__TASK DETAILS__. With the pictures left out, write every entry down exactly.
#####
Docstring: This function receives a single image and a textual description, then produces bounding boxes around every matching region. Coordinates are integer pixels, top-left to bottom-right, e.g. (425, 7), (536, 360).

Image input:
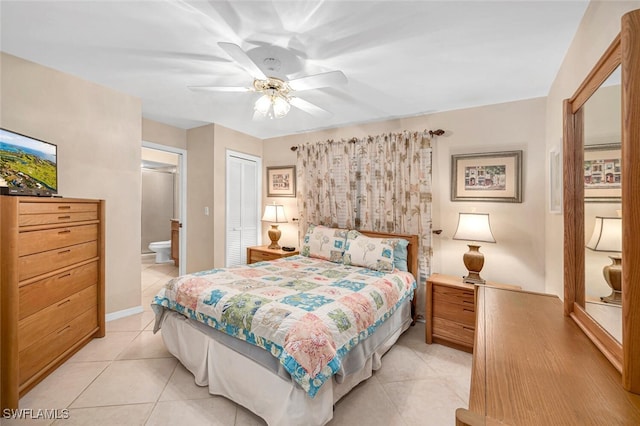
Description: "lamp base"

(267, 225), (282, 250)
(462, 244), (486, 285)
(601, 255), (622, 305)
#####
__WRITTEN ANSWER__.
Docstring: This function receives a single image and a textual description, then produces bounding boxes around every matching region. Coordinates are integer pixels, top-left to bottom-right, e.g. (425, 7), (536, 360).

Image input:
Description: "lamp base"

(267, 225), (282, 250)
(462, 244), (486, 285)
(601, 255), (622, 305)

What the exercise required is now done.